● Record extracts
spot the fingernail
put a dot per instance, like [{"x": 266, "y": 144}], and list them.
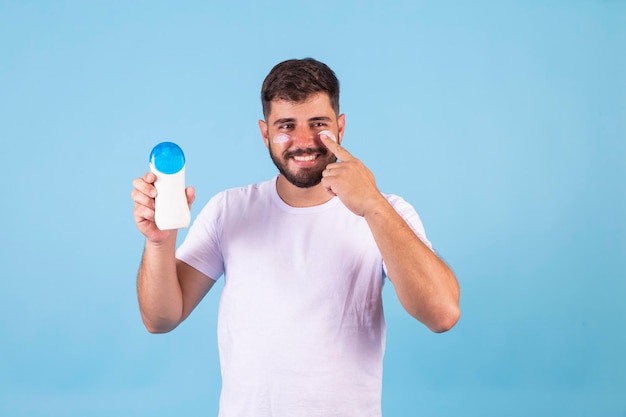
[{"x": 329, "y": 134}]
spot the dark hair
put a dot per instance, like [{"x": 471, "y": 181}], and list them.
[{"x": 296, "y": 79}]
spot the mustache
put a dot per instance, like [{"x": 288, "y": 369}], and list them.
[{"x": 305, "y": 151}]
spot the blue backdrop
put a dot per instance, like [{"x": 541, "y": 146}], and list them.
[{"x": 502, "y": 122}]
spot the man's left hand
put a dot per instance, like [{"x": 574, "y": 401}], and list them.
[{"x": 350, "y": 180}]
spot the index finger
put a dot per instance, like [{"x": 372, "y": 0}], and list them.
[{"x": 338, "y": 150}]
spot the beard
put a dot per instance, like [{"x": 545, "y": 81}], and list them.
[{"x": 303, "y": 177}]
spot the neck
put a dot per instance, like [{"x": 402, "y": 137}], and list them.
[{"x": 301, "y": 197}]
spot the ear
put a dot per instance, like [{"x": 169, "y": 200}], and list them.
[
  {"x": 341, "y": 124},
  {"x": 264, "y": 133}
]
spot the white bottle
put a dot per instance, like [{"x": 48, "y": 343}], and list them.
[{"x": 167, "y": 162}]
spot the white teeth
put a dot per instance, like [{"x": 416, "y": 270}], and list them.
[{"x": 304, "y": 158}]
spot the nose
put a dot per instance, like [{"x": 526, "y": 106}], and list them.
[{"x": 305, "y": 138}]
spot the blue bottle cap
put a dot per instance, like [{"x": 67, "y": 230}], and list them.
[{"x": 167, "y": 157}]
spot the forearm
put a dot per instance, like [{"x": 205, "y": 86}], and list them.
[
  {"x": 158, "y": 289},
  {"x": 424, "y": 284}
]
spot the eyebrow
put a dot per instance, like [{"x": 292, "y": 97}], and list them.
[{"x": 291, "y": 120}]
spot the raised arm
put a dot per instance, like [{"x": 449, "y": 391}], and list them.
[
  {"x": 168, "y": 289},
  {"x": 425, "y": 285}
]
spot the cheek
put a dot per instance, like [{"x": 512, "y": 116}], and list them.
[{"x": 281, "y": 138}]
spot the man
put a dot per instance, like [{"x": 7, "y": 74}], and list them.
[{"x": 304, "y": 256}]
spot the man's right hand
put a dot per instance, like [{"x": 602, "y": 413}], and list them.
[{"x": 143, "y": 195}]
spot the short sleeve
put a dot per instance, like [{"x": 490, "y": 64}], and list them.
[
  {"x": 201, "y": 248},
  {"x": 410, "y": 216}
]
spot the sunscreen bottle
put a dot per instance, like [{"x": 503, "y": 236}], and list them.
[{"x": 167, "y": 162}]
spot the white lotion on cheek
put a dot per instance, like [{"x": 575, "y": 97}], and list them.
[
  {"x": 329, "y": 134},
  {"x": 281, "y": 138}
]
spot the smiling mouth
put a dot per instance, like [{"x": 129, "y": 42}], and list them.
[
  {"x": 304, "y": 158},
  {"x": 305, "y": 155}
]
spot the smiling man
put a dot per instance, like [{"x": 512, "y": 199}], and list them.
[{"x": 304, "y": 256}]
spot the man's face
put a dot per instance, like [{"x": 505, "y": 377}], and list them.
[{"x": 291, "y": 133}]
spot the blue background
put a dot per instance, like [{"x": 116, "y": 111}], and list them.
[{"x": 502, "y": 122}]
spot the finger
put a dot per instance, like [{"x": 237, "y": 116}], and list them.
[
  {"x": 146, "y": 187},
  {"x": 338, "y": 150},
  {"x": 149, "y": 177},
  {"x": 191, "y": 195},
  {"x": 142, "y": 199}
]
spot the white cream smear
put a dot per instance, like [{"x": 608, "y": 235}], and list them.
[
  {"x": 329, "y": 134},
  {"x": 281, "y": 138}
]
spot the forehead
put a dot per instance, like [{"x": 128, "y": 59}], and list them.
[{"x": 315, "y": 105}]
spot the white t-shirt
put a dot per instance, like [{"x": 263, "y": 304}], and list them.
[{"x": 301, "y": 330}]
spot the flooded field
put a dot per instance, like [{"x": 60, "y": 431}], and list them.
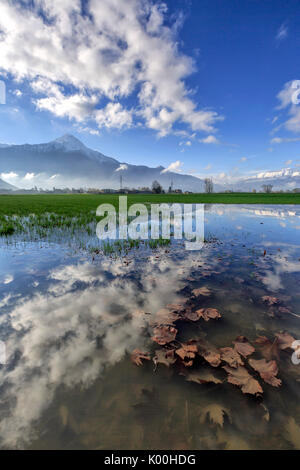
[{"x": 131, "y": 352}]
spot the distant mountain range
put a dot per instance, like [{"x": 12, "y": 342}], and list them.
[
  {"x": 286, "y": 178},
  {"x": 68, "y": 162}
]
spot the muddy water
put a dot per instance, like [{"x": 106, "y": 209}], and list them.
[{"x": 70, "y": 323}]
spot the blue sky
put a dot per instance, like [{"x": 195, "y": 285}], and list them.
[{"x": 218, "y": 94}]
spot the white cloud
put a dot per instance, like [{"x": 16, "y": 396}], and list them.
[
  {"x": 289, "y": 98},
  {"x": 175, "y": 167},
  {"x": 29, "y": 176},
  {"x": 282, "y": 32},
  {"x": 122, "y": 167},
  {"x": 76, "y": 62},
  {"x": 8, "y": 279},
  {"x": 210, "y": 139},
  {"x": 9, "y": 176},
  {"x": 281, "y": 140},
  {"x": 17, "y": 93}
]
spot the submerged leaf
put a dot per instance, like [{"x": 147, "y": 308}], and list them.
[
  {"x": 267, "y": 371},
  {"x": 215, "y": 413},
  {"x": 208, "y": 313},
  {"x": 137, "y": 356},
  {"x": 293, "y": 432},
  {"x": 241, "y": 377},
  {"x": 268, "y": 348},
  {"x": 164, "y": 356},
  {"x": 270, "y": 300},
  {"x": 285, "y": 340},
  {"x": 187, "y": 353},
  {"x": 204, "y": 291},
  {"x": 243, "y": 347},
  {"x": 164, "y": 334},
  {"x": 202, "y": 377},
  {"x": 231, "y": 357},
  {"x": 209, "y": 353}
]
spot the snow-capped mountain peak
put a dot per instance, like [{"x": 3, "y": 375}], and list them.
[
  {"x": 278, "y": 174},
  {"x": 70, "y": 143}
]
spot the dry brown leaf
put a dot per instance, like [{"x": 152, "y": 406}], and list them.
[
  {"x": 191, "y": 315},
  {"x": 293, "y": 432},
  {"x": 270, "y": 300},
  {"x": 137, "y": 357},
  {"x": 164, "y": 356},
  {"x": 243, "y": 347},
  {"x": 231, "y": 357},
  {"x": 209, "y": 353},
  {"x": 215, "y": 413},
  {"x": 164, "y": 334},
  {"x": 266, "y": 416},
  {"x": 285, "y": 340},
  {"x": 267, "y": 370},
  {"x": 202, "y": 377},
  {"x": 176, "y": 308},
  {"x": 241, "y": 377},
  {"x": 204, "y": 291},
  {"x": 187, "y": 353},
  {"x": 208, "y": 313},
  {"x": 268, "y": 349}
]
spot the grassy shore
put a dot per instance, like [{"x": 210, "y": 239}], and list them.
[{"x": 74, "y": 205}]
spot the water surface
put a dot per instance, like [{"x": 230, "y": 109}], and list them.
[{"x": 71, "y": 320}]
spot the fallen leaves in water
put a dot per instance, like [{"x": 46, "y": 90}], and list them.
[
  {"x": 201, "y": 291},
  {"x": 208, "y": 313},
  {"x": 138, "y": 356},
  {"x": 267, "y": 370},
  {"x": 215, "y": 413},
  {"x": 202, "y": 376},
  {"x": 209, "y": 353},
  {"x": 164, "y": 356},
  {"x": 187, "y": 352},
  {"x": 269, "y": 349},
  {"x": 164, "y": 334},
  {"x": 293, "y": 432},
  {"x": 231, "y": 357},
  {"x": 285, "y": 340},
  {"x": 243, "y": 347},
  {"x": 240, "y": 376},
  {"x": 270, "y": 300}
]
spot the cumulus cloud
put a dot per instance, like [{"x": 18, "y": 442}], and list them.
[
  {"x": 210, "y": 139},
  {"x": 11, "y": 176},
  {"x": 29, "y": 176},
  {"x": 282, "y": 32},
  {"x": 86, "y": 66},
  {"x": 175, "y": 167},
  {"x": 281, "y": 140},
  {"x": 289, "y": 98},
  {"x": 122, "y": 167}
]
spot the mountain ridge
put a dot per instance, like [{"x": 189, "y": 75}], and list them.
[{"x": 66, "y": 161}]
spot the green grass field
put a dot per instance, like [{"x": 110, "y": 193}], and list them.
[{"x": 73, "y": 205}]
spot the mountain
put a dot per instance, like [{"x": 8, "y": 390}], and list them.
[
  {"x": 286, "y": 178},
  {"x": 68, "y": 162}
]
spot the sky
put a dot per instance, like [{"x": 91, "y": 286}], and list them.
[{"x": 204, "y": 87}]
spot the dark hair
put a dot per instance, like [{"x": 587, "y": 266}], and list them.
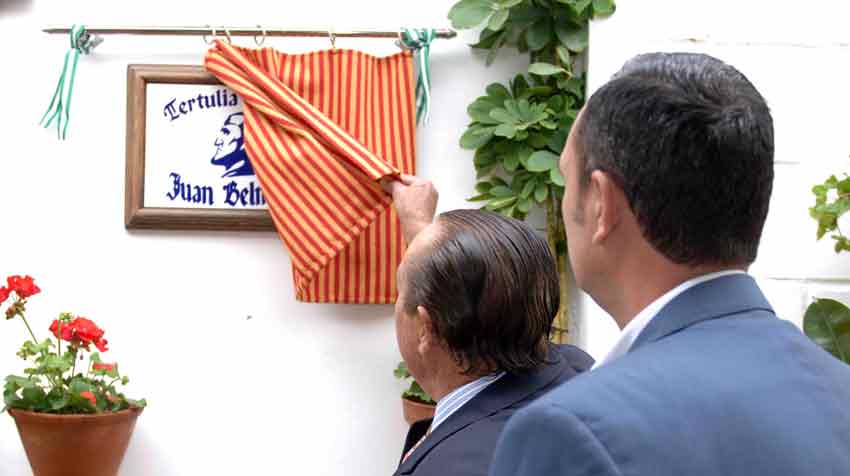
[
  {"x": 690, "y": 141},
  {"x": 490, "y": 286}
]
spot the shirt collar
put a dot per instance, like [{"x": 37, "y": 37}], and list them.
[
  {"x": 458, "y": 397},
  {"x": 642, "y": 319}
]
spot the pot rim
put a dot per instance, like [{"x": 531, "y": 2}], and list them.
[
  {"x": 94, "y": 418},
  {"x": 418, "y": 403}
]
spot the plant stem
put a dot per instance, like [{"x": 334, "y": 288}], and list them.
[
  {"x": 554, "y": 232},
  {"x": 34, "y": 340}
]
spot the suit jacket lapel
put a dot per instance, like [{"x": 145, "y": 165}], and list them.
[
  {"x": 503, "y": 393},
  {"x": 719, "y": 297}
]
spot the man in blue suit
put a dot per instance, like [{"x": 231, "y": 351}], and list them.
[{"x": 669, "y": 171}]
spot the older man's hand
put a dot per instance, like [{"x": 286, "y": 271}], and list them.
[{"x": 415, "y": 201}]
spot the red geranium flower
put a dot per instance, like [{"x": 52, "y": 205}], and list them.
[
  {"x": 87, "y": 331},
  {"x": 89, "y": 396},
  {"x": 101, "y": 345},
  {"x": 67, "y": 330},
  {"x": 24, "y": 287}
]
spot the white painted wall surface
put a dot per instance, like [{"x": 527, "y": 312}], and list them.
[{"x": 305, "y": 388}]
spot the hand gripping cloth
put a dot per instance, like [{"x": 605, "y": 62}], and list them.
[{"x": 321, "y": 129}]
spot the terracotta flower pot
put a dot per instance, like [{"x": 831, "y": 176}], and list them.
[
  {"x": 415, "y": 411},
  {"x": 72, "y": 445}
]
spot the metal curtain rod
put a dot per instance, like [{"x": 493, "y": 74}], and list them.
[{"x": 236, "y": 31}]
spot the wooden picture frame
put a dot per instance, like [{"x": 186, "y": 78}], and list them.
[{"x": 136, "y": 214}]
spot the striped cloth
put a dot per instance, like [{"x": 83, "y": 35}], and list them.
[
  {"x": 460, "y": 397},
  {"x": 320, "y": 130}
]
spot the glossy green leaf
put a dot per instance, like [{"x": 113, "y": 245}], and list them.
[
  {"x": 499, "y": 40},
  {"x": 541, "y": 161},
  {"x": 470, "y": 13},
  {"x": 603, "y": 7},
  {"x": 503, "y": 116},
  {"x": 501, "y": 203},
  {"x": 563, "y": 54},
  {"x": 558, "y": 140},
  {"x": 479, "y": 111},
  {"x": 498, "y": 92},
  {"x": 483, "y": 197},
  {"x": 501, "y": 191},
  {"x": 579, "y": 6},
  {"x": 511, "y": 162},
  {"x": 556, "y": 177},
  {"x": 483, "y": 186},
  {"x": 827, "y": 322},
  {"x": 539, "y": 34},
  {"x": 475, "y": 137},
  {"x": 506, "y": 130},
  {"x": 571, "y": 36},
  {"x": 519, "y": 85},
  {"x": 528, "y": 189},
  {"x": 541, "y": 193},
  {"x": 487, "y": 39},
  {"x": 545, "y": 69}
]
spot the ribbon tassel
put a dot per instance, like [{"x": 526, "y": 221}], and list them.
[
  {"x": 419, "y": 40},
  {"x": 60, "y": 105}
]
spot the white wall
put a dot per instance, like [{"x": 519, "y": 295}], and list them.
[
  {"x": 307, "y": 389},
  {"x": 798, "y": 57},
  {"x": 297, "y": 389}
]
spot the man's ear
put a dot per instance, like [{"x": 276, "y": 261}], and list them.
[
  {"x": 424, "y": 330},
  {"x": 607, "y": 203}
]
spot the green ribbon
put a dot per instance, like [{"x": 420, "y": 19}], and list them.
[
  {"x": 419, "y": 40},
  {"x": 60, "y": 105}
]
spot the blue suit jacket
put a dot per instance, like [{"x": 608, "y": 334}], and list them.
[
  {"x": 463, "y": 444},
  {"x": 715, "y": 385}
]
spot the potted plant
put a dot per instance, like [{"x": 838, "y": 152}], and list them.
[
  {"x": 416, "y": 404},
  {"x": 519, "y": 129},
  {"x": 70, "y": 416},
  {"x": 827, "y": 321}
]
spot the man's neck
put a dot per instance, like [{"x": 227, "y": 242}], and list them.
[
  {"x": 448, "y": 381},
  {"x": 651, "y": 284}
]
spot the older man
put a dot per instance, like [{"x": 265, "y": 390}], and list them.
[
  {"x": 477, "y": 294},
  {"x": 669, "y": 173}
]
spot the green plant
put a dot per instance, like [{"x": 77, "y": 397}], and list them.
[
  {"x": 827, "y": 321},
  {"x": 414, "y": 391},
  {"x": 54, "y": 383},
  {"x": 519, "y": 129}
]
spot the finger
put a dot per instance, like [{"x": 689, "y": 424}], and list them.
[
  {"x": 386, "y": 184},
  {"x": 408, "y": 179},
  {"x": 391, "y": 186}
]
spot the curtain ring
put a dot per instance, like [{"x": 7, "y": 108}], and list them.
[
  {"x": 400, "y": 41},
  {"x": 212, "y": 29},
  {"x": 260, "y": 43}
]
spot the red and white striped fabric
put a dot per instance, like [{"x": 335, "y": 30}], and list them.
[{"x": 320, "y": 130}]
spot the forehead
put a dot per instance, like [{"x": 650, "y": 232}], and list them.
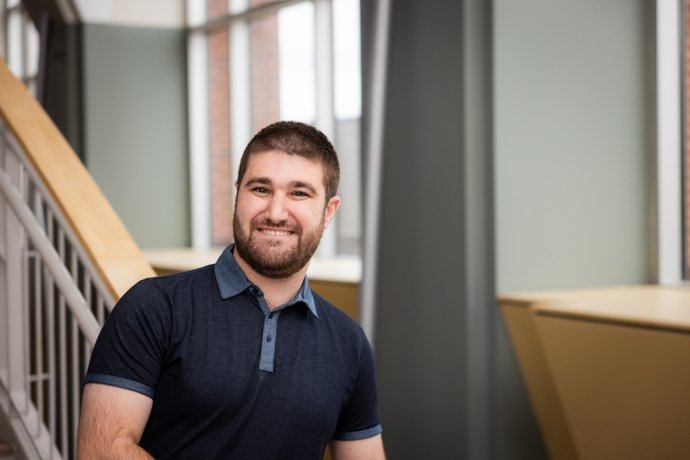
[{"x": 279, "y": 166}]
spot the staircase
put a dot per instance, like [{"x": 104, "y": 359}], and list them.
[{"x": 65, "y": 258}]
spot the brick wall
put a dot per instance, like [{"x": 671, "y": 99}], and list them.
[
  {"x": 265, "y": 105},
  {"x": 219, "y": 129}
]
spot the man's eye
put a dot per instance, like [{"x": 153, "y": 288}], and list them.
[{"x": 300, "y": 194}]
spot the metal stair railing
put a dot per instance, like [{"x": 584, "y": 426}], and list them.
[{"x": 51, "y": 308}]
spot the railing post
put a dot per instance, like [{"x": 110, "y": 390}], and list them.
[
  {"x": 15, "y": 248},
  {"x": 4, "y": 300}
]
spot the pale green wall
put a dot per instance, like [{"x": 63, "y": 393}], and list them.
[
  {"x": 136, "y": 130},
  {"x": 571, "y": 138},
  {"x": 571, "y": 142}
]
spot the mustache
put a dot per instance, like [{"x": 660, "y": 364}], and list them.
[{"x": 282, "y": 225}]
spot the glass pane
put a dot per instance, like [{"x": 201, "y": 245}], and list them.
[
  {"x": 297, "y": 63},
  {"x": 216, "y": 8},
  {"x": 686, "y": 155},
  {"x": 686, "y": 117},
  {"x": 33, "y": 43},
  {"x": 14, "y": 43},
  {"x": 346, "y": 59}
]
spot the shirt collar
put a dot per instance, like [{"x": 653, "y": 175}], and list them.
[{"x": 232, "y": 281}]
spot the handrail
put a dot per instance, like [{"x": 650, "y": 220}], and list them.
[
  {"x": 107, "y": 242},
  {"x": 65, "y": 258},
  {"x": 87, "y": 323}
]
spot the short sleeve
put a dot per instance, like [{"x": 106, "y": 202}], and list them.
[
  {"x": 359, "y": 418},
  {"x": 132, "y": 345}
]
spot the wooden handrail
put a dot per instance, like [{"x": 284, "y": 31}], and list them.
[{"x": 106, "y": 241}]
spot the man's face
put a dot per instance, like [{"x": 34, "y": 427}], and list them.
[{"x": 280, "y": 212}]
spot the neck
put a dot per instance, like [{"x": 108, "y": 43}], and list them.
[{"x": 277, "y": 291}]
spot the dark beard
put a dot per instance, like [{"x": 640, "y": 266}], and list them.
[{"x": 274, "y": 264}]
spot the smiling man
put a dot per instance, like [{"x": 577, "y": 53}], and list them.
[{"x": 241, "y": 359}]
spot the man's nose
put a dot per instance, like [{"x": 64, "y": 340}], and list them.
[{"x": 277, "y": 208}]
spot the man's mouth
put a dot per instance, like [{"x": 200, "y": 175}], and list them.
[{"x": 275, "y": 232}]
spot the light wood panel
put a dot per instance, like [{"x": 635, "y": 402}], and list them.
[
  {"x": 607, "y": 369},
  {"x": 107, "y": 242}
]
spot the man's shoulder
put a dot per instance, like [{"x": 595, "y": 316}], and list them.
[
  {"x": 170, "y": 285},
  {"x": 335, "y": 315}
]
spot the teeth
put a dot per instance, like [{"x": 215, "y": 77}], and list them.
[{"x": 276, "y": 232}]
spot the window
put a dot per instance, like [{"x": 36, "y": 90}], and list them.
[
  {"x": 253, "y": 62},
  {"x": 19, "y": 43}
]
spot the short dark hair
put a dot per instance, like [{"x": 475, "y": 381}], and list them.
[{"x": 296, "y": 138}]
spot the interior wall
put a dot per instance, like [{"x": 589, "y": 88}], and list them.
[
  {"x": 571, "y": 149},
  {"x": 571, "y": 142},
  {"x": 420, "y": 318},
  {"x": 567, "y": 119},
  {"x": 135, "y": 128}
]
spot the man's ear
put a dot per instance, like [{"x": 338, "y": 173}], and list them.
[{"x": 329, "y": 212}]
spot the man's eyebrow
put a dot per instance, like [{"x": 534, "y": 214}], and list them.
[
  {"x": 258, "y": 181},
  {"x": 308, "y": 186}
]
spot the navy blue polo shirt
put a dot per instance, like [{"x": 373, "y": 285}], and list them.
[{"x": 231, "y": 379}]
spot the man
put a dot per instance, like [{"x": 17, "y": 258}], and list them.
[{"x": 240, "y": 360}]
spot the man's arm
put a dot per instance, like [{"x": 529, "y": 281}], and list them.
[
  {"x": 111, "y": 423},
  {"x": 362, "y": 449}
]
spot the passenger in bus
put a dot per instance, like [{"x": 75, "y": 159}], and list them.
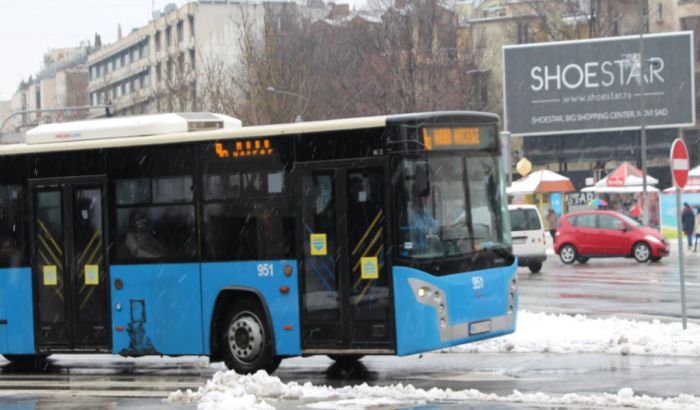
[
  {"x": 140, "y": 241},
  {"x": 10, "y": 256},
  {"x": 423, "y": 225}
]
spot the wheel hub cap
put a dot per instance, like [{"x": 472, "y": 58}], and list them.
[{"x": 246, "y": 338}]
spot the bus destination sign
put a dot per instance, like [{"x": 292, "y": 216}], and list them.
[
  {"x": 450, "y": 138},
  {"x": 244, "y": 148}
]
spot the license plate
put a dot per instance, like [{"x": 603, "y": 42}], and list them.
[{"x": 476, "y": 328}]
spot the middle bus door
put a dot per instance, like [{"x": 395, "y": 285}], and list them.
[
  {"x": 345, "y": 292},
  {"x": 68, "y": 263}
]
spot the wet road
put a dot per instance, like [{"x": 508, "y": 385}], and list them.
[
  {"x": 613, "y": 286},
  {"x": 602, "y": 287}
]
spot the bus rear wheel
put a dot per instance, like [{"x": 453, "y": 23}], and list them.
[
  {"x": 246, "y": 339},
  {"x": 346, "y": 360}
]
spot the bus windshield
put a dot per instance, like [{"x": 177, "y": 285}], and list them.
[{"x": 450, "y": 205}]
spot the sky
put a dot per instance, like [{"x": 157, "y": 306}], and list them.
[
  {"x": 29, "y": 28},
  {"x": 536, "y": 333}
]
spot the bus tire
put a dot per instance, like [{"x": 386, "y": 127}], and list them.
[
  {"x": 246, "y": 339},
  {"x": 27, "y": 361},
  {"x": 346, "y": 360}
]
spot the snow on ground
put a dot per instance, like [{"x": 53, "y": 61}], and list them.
[
  {"x": 548, "y": 333},
  {"x": 228, "y": 390}
]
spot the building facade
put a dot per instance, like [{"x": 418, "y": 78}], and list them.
[
  {"x": 61, "y": 83},
  {"x": 164, "y": 66}
]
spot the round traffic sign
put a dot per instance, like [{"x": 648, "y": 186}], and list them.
[{"x": 680, "y": 164}]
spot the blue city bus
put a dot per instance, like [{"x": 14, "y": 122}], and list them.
[{"x": 189, "y": 234}]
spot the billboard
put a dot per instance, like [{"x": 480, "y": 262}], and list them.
[{"x": 595, "y": 85}]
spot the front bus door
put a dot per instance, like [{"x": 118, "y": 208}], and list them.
[
  {"x": 345, "y": 287},
  {"x": 68, "y": 265}
]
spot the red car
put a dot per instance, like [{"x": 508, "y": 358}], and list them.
[{"x": 583, "y": 235}]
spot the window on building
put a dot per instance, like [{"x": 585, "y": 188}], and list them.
[
  {"x": 156, "y": 40},
  {"x": 523, "y": 32},
  {"x": 180, "y": 31},
  {"x": 693, "y": 24},
  {"x": 144, "y": 49},
  {"x": 169, "y": 36}
]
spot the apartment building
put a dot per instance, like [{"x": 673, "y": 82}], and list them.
[
  {"x": 61, "y": 83},
  {"x": 161, "y": 66}
]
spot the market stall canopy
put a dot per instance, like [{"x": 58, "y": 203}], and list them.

● Exercise goal
Could you give again exactly the lines from the line containing "spot the wet road" through the final line of the data above, and no others?

● Result
spot the wet road
put a dot per instance, like [{"x": 508, "y": 385}], and list them.
[
  {"x": 613, "y": 286},
  {"x": 602, "y": 287}
]
spot the bus rear wheel
put a dot per instance, like [{"x": 453, "y": 23}], and list them.
[
  {"x": 246, "y": 339},
  {"x": 346, "y": 360}
]
spot the bus windshield
put a dot per instance, like [{"x": 177, "y": 285}], and list them.
[{"x": 450, "y": 205}]
spot the sky
put a dot per instance, like [{"x": 157, "y": 306}], and list them.
[
  {"x": 29, "y": 28},
  {"x": 536, "y": 333}
]
spot the bus tire
put a dot per instance, like [{"x": 386, "y": 127}], and list them.
[
  {"x": 246, "y": 339},
  {"x": 27, "y": 361},
  {"x": 346, "y": 360}
]
spot the snow on ground
put a dot per instance, like [{"x": 53, "y": 61}], and list them.
[
  {"x": 548, "y": 333},
  {"x": 228, "y": 390}
]
spot the building facade
put a dot per instance, like [{"x": 418, "y": 78}], and list them.
[
  {"x": 61, "y": 83},
  {"x": 164, "y": 66}
]
spot the round traffic sign
put a dot per instance, like [{"x": 648, "y": 186}], and list them.
[{"x": 680, "y": 164}]
spot the blue city bus
put a dot per instance, like [{"x": 14, "y": 122}], and list them.
[{"x": 189, "y": 234}]
spot the billboard
put a dot per instance, like [{"x": 480, "y": 262}], and list them.
[{"x": 595, "y": 85}]
spot the front bus door
put a dot per instance, like [{"x": 118, "y": 208}], and list them.
[
  {"x": 345, "y": 287},
  {"x": 68, "y": 265}
]
spot the red car
put a dot per instance, like [{"x": 508, "y": 358}], and list them.
[{"x": 583, "y": 235}]
spot the window on building
put a dot per instance, like [{"x": 585, "y": 188}], and list them.
[
  {"x": 156, "y": 40},
  {"x": 523, "y": 32},
  {"x": 180, "y": 31},
  {"x": 693, "y": 24},
  {"x": 144, "y": 49},
  {"x": 169, "y": 36}
]
spot the apartment building
put a dot per instance, like [{"x": 673, "y": 82}], and list them.
[
  {"x": 61, "y": 83},
  {"x": 161, "y": 66}
]
spot the market stall canopy
put a dot per instance, like [{"x": 58, "y": 203}], and list them.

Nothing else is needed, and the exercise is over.